- _EXERCISE DETAILS_: The answer must consist solely of the line that contains "Run detection on light" and all subsequent lines of the data, each reproduced exactly.
-- RECORDS FOR THIS TASK follows --
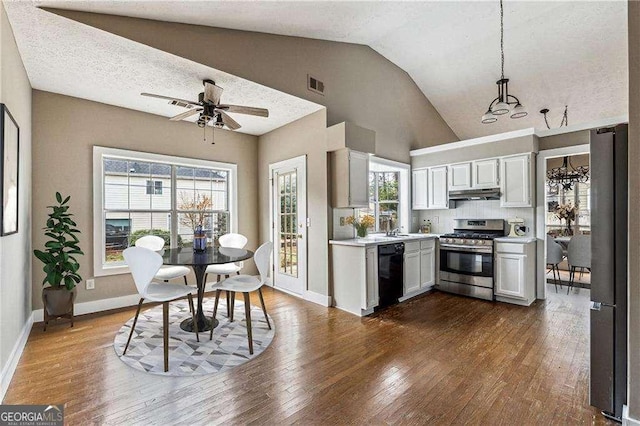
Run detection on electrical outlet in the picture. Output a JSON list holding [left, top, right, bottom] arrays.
[[434, 216, 440, 224], [86, 279, 95, 290], [340, 217, 345, 226]]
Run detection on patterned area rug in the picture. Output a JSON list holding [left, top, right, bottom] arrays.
[[114, 298, 275, 376]]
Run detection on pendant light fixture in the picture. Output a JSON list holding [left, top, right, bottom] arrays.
[[540, 106, 569, 129], [547, 155, 589, 191], [481, 0, 527, 124]]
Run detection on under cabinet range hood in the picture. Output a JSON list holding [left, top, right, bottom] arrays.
[[448, 188, 501, 201]]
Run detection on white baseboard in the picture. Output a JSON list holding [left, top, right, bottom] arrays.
[[32, 293, 141, 322], [1, 312, 34, 402], [624, 405, 640, 426], [399, 285, 433, 302], [304, 290, 332, 307]]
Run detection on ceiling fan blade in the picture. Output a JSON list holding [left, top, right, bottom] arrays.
[[170, 108, 202, 121], [204, 82, 223, 105], [219, 111, 241, 130], [141, 92, 200, 106], [218, 104, 269, 117]]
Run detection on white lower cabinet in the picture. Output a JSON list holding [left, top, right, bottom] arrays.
[[403, 239, 436, 298], [404, 250, 421, 294], [365, 247, 379, 310], [494, 241, 536, 306], [420, 246, 435, 288]]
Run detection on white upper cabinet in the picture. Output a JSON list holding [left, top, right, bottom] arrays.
[[472, 158, 499, 188], [330, 148, 369, 208], [428, 166, 449, 209], [500, 153, 532, 207], [448, 162, 472, 190], [412, 169, 429, 210]]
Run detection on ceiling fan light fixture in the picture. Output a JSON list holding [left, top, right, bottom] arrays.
[[510, 103, 528, 119], [481, 110, 498, 124]]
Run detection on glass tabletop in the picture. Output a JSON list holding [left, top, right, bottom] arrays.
[[161, 247, 254, 266]]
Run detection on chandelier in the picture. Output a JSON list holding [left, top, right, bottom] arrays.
[[481, 0, 528, 124], [547, 156, 589, 191]]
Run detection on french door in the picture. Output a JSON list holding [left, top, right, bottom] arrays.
[[270, 156, 307, 295]]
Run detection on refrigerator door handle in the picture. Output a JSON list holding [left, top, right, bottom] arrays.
[[590, 301, 617, 311]]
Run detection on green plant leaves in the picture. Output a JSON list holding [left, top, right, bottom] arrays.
[[34, 193, 83, 290]]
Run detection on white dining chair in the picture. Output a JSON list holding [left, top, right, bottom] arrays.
[[123, 246, 199, 372], [567, 235, 591, 294], [546, 235, 565, 293], [208, 242, 273, 354], [204, 233, 248, 318], [135, 235, 192, 283]]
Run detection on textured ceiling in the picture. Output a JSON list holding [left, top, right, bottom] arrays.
[[4, 1, 628, 140], [3, 1, 324, 136]]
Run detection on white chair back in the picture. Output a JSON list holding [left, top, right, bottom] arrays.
[[219, 233, 248, 249], [135, 235, 165, 252], [123, 247, 163, 296], [254, 242, 273, 285], [546, 235, 564, 265], [567, 235, 591, 268]]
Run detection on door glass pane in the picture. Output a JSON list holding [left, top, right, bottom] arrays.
[[277, 171, 298, 277]]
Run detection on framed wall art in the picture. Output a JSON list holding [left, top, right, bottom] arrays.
[[1, 104, 19, 236]]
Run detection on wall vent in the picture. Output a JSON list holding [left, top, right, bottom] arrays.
[[307, 74, 325, 95], [168, 100, 194, 109]]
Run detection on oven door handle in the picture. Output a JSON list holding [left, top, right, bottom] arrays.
[[439, 244, 493, 254]]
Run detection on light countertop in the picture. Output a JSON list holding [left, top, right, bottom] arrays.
[[494, 236, 537, 243], [330, 233, 439, 247]]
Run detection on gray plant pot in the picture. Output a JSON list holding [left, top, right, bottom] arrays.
[[42, 286, 77, 330]]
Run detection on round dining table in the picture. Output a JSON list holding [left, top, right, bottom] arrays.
[[161, 246, 254, 333]]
-- RECORDS FOR THIS TASK concluded --
- _RESULT OF THIS TASK_:
Run detection on light countertop in the picture. Output a JSON list holding [left, top, right, bottom] arrays.
[[494, 236, 537, 243], [330, 233, 439, 247]]
Run detection on gray plant pot in the picture. Output a JSON list holding [left, top, right, bottom] arrays.
[[42, 286, 77, 330]]
Run detection on round dining table in the picture. Output a JSON list holding [left, top, right, bottom] arrays.
[[161, 246, 254, 333]]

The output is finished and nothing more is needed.